**CHALLENGE 1**
Name every university that the passage on belief in an afterlife credits with the study it cites.
**CHALLENGE 2**
Write out the passage on belief in an afterlife from "Terminal vs Eternal" up to and including "Hell, or ???".

**SELECTED EXTRACT**
>> start

Terminal vs Eternal

I wish to focus today’s spotlight on the idea central to some sort of survival following physical death. “A new Rasmussen Reports national telephone and online survey finds that 62% of American Adults believe in life after death. Just 17% do not, but 20% are still unsure if there’s an afterlife.”1 That said, “Fewer Americans say they believe in God or pray regularly — yet more people believe in an afterlife nonetheless, a new study finds. It’s a generational thing, with millennials the least likely generation to say they’re religious or to take the Bible literally, the team at San Diego State University, Florida Atlantic University and Case Western Reserve University found.”2

Heaven, Hell, or ???

>> end

**RAW RECORDS**
>> start

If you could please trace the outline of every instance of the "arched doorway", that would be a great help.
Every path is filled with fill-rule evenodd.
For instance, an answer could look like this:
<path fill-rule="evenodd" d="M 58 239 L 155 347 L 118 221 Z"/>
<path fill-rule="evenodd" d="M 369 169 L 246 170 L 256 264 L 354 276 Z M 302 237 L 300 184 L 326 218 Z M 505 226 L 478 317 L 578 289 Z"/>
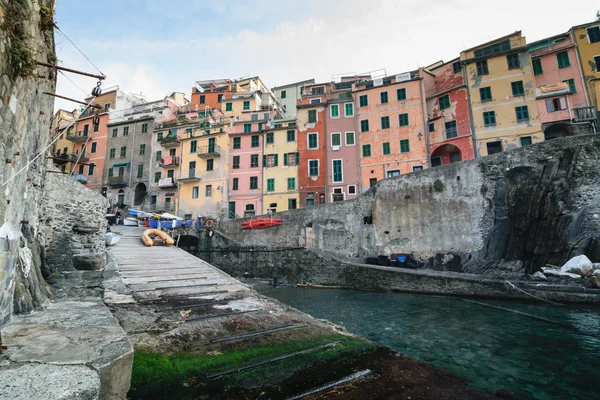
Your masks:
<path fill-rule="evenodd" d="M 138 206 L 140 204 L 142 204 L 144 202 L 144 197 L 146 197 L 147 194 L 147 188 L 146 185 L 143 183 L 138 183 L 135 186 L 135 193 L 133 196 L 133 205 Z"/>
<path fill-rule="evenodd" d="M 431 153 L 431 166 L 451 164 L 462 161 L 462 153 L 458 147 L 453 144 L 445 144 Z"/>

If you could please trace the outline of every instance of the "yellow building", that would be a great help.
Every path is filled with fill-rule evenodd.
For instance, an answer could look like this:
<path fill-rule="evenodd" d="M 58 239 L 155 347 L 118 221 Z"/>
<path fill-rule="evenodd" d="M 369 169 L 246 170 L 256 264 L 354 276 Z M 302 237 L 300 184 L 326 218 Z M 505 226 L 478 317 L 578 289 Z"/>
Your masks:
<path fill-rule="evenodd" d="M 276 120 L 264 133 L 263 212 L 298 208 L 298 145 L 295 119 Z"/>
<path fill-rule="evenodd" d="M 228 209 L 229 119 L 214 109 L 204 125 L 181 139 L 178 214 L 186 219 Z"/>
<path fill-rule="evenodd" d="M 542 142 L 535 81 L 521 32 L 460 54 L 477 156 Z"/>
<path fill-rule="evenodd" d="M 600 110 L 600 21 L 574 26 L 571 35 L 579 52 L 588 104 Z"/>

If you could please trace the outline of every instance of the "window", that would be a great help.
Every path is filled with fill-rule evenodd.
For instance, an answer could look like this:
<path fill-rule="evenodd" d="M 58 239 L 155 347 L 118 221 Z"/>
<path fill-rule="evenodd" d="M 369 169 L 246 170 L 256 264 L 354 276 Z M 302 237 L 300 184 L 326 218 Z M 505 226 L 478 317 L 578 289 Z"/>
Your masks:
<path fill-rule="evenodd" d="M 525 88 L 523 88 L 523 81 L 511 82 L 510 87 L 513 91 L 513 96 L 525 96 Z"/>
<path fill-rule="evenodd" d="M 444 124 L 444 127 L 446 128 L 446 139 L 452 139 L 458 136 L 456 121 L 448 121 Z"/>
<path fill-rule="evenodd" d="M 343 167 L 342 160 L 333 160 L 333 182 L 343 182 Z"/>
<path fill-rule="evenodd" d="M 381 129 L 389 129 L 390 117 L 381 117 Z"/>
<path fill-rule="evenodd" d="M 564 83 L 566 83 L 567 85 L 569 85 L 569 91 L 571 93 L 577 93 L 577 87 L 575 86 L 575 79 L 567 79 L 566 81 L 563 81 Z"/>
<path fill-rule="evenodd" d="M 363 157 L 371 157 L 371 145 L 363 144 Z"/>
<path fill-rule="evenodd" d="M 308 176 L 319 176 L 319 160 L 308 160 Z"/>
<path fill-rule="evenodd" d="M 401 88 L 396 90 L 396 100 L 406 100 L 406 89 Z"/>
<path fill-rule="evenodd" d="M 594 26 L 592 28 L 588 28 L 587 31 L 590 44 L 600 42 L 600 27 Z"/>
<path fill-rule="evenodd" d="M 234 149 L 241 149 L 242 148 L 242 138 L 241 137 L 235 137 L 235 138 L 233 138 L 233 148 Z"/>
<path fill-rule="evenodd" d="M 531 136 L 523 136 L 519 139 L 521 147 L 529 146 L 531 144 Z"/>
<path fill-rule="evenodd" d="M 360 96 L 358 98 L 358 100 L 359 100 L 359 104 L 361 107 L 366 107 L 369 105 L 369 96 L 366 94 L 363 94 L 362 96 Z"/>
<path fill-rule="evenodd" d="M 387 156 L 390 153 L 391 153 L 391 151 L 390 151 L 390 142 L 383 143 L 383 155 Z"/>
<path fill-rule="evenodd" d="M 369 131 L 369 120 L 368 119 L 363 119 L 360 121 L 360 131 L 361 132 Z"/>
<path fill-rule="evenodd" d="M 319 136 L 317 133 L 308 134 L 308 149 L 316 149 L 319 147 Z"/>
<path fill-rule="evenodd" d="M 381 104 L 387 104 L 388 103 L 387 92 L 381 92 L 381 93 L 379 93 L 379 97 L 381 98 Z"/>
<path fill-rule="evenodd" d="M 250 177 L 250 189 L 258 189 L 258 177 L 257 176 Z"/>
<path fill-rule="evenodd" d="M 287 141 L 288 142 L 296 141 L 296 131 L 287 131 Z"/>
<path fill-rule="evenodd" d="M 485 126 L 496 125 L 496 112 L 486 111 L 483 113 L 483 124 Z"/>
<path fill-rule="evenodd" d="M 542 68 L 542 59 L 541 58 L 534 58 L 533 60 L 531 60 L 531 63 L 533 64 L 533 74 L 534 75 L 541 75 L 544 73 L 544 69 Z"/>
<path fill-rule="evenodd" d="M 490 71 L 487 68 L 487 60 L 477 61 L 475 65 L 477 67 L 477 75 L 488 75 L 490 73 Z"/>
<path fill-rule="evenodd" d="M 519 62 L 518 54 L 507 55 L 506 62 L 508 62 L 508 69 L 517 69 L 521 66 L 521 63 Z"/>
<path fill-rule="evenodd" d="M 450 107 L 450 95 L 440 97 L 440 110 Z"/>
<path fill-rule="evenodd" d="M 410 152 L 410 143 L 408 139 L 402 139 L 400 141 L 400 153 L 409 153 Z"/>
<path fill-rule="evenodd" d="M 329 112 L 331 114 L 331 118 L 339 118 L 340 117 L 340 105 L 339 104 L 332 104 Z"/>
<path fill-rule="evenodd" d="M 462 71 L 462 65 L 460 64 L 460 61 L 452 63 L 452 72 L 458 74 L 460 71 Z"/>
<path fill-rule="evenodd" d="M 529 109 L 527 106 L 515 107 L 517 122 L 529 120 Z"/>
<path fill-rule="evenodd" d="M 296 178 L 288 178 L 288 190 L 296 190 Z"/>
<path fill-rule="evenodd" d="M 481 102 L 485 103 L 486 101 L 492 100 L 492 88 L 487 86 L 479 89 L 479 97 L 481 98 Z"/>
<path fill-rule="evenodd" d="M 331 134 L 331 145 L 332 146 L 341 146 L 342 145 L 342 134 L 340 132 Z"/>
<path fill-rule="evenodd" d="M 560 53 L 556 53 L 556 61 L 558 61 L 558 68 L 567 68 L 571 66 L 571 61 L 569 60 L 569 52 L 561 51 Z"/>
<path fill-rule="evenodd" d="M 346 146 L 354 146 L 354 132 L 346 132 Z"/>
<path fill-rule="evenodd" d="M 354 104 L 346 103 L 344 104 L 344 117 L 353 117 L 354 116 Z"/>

>> end
>> start

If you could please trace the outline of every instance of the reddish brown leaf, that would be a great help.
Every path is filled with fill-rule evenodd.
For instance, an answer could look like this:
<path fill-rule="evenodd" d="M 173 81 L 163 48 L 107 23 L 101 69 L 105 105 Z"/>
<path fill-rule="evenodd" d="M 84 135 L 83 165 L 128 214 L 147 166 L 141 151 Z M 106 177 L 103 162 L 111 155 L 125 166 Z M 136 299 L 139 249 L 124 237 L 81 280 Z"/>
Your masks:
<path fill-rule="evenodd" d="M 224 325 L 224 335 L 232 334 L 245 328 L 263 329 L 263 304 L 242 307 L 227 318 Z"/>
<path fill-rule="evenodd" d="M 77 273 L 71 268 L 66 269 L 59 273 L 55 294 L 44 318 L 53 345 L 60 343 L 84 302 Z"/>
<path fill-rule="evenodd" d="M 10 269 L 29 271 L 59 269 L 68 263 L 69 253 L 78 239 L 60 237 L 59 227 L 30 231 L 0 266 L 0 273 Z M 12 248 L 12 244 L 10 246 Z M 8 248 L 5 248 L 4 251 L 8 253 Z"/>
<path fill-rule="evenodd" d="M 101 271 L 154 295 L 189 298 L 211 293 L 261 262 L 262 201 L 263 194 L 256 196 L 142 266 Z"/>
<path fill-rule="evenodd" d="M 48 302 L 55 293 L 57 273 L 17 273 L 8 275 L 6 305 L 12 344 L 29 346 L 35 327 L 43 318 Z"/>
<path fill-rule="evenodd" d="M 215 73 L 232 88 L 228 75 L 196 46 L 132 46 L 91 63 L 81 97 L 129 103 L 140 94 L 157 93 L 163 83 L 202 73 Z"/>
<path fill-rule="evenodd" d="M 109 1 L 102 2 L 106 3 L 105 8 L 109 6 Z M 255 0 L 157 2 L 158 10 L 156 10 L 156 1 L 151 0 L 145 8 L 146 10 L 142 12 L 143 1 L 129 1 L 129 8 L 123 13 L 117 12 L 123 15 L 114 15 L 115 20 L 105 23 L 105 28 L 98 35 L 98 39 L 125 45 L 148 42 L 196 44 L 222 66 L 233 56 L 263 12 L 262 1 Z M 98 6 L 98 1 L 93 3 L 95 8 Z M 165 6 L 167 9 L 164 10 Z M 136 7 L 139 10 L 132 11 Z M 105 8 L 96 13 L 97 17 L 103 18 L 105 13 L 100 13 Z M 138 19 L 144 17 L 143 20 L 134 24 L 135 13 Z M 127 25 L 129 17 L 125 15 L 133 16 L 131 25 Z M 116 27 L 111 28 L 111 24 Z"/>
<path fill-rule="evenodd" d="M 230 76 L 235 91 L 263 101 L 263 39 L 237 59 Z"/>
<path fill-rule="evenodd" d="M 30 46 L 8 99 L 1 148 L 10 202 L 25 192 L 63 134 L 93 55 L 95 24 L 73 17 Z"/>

>> end

**WRITTEN SOLUTION 1**
San Diego State University
Florida Atlantic University
Case Western Reserve University

**WRITTEN SOLUTION 2**
Terminal vs Eternal

I wish to focus today’s spotlight on the idea central to some sort of survival following physical death. “A new Rasmussen Reports national telephone and online survey finds that 62% of American Adults believe in life after death. Just 17% do not, but 20% are still unsure if there’s an afterlife.”1 That said, “Fewer Americans say they believe in God or pray regularly — yet more people believe in an afterlife nonetheless, a new study finds. It’s a generational thing, with millennials the least likely generation to say they’re religious or to take the Bible literally, the team at San Diego State University, Florida Atlantic University and Case Western Reserve University found.”2

Heaven, Hell, or ???